— Begin EXCERPTED TEXT —
Wow, what bounty! I'm jealous! Gorgeous photos, too.

As for weather, around here we always seem to go directly from "shorts and tank tops" to "sweaters and long pants," pretty much overnight. I think the days of summer are coming to an end...

At September 26, 2007 2:34 p.m., Blogger .:mar said...

Fabulous picture of your flowers and vegetables, but the dried apple slices fascinate me: I have never seen anything like it!! what a wonderful way to have a gesund-healthy snack!!

At September 26, 2007 5:15 p.m., Blogger CaliforniaKat said...

*Sigh* Gosh I miss having a garden, but I'm glad at least I can see yours! Oh the blackberries, the tomatoes and the apples. Just beautiful -- it's great to be low tech and natural

At September 26, 2007 10:16 p.m., Blogger Ginnie said...
— End EXCERPTED TEXT —
● **WORK REQUIRED**:
According to the blog comments, what weather change seems to happen pretty much overnight? The lines that follow come from a separate source.
— Begin DATA EXTRACT —
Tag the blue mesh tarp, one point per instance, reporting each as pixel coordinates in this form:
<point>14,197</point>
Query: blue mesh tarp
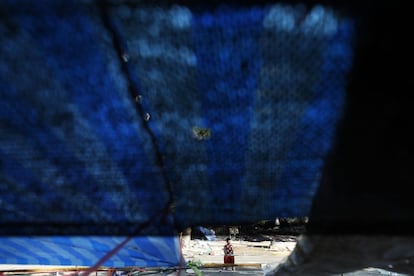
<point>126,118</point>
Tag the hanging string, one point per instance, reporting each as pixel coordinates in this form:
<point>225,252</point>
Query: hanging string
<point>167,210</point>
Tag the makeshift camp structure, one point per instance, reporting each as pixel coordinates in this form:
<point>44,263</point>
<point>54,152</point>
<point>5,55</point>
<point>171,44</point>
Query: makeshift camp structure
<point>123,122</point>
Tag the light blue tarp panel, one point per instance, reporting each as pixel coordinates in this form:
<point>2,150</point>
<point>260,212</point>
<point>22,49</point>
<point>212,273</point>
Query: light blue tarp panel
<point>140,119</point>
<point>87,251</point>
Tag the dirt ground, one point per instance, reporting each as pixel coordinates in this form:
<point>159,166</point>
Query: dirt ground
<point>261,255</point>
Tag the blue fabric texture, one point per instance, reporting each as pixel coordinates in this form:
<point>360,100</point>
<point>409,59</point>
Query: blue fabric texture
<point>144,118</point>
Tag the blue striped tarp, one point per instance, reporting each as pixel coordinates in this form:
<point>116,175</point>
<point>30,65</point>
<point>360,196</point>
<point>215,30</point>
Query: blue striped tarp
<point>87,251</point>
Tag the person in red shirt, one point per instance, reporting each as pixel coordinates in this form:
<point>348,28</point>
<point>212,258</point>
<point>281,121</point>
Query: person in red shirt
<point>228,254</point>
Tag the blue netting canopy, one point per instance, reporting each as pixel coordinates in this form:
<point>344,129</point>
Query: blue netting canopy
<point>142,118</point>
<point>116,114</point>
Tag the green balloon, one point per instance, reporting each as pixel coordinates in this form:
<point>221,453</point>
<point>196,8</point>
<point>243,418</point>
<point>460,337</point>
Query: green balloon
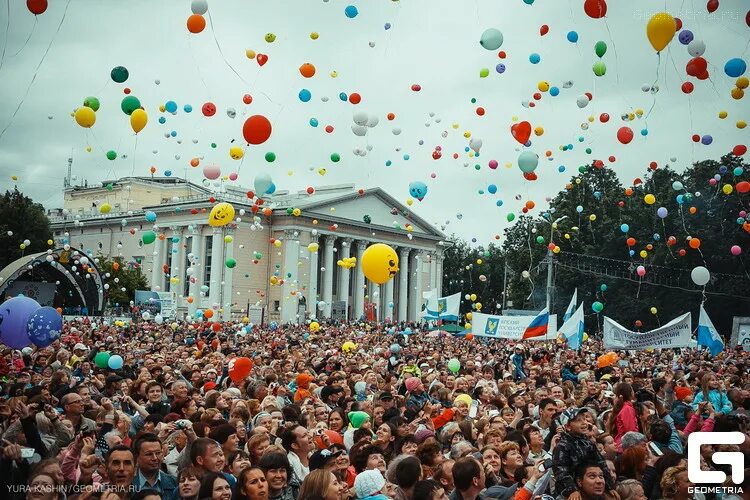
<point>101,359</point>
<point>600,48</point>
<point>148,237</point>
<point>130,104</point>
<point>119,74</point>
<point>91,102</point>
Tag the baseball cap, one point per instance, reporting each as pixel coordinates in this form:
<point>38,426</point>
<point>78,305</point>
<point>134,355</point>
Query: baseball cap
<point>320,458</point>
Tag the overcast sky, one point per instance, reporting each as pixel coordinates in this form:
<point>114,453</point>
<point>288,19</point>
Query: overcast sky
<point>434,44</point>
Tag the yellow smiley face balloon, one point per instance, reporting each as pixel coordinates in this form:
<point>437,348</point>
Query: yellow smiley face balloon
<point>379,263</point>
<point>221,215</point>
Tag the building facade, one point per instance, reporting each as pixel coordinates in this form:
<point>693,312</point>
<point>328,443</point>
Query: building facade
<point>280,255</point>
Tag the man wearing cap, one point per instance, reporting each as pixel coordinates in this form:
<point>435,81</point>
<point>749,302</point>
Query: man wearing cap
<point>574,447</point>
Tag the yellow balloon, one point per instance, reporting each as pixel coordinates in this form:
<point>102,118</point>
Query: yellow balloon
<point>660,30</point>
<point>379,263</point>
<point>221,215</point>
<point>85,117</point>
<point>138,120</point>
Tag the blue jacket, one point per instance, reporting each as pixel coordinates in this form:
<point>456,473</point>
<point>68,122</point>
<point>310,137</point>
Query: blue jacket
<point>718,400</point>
— End DATA EXTRACT —
— Begin DATA EXTRACT —
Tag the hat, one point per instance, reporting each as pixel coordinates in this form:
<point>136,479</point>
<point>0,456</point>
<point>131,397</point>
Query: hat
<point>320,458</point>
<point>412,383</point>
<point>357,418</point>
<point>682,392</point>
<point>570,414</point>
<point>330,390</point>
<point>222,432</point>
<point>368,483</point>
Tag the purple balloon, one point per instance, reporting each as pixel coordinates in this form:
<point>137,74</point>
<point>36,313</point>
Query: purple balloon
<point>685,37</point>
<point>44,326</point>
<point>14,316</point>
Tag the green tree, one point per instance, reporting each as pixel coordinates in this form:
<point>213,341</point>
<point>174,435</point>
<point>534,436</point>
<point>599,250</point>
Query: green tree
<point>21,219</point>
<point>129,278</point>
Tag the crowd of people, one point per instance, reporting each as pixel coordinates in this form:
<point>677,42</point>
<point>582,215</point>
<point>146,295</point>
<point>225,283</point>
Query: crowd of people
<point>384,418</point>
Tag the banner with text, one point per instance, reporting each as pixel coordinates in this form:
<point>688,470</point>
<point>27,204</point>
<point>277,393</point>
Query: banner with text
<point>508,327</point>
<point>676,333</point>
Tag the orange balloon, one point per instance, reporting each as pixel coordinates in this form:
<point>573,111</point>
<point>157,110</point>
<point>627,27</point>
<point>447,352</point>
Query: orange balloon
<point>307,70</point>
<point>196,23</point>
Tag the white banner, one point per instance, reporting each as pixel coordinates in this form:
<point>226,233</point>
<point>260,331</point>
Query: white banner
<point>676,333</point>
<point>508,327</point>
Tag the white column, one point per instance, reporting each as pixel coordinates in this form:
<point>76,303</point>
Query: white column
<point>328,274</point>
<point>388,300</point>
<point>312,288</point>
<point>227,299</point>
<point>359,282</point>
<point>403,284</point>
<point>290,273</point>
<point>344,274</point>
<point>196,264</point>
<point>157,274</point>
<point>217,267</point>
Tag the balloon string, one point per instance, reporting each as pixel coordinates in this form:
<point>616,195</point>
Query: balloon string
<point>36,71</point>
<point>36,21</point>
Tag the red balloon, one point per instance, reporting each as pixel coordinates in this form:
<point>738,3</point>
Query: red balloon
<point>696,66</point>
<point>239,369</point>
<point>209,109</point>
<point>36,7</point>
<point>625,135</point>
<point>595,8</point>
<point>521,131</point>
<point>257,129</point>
— End DATA EXTRACT —
● **ANSWER TO THIS EXERCISE**:
Going directly from "shorts and tank tops" to "sweaters and long pants."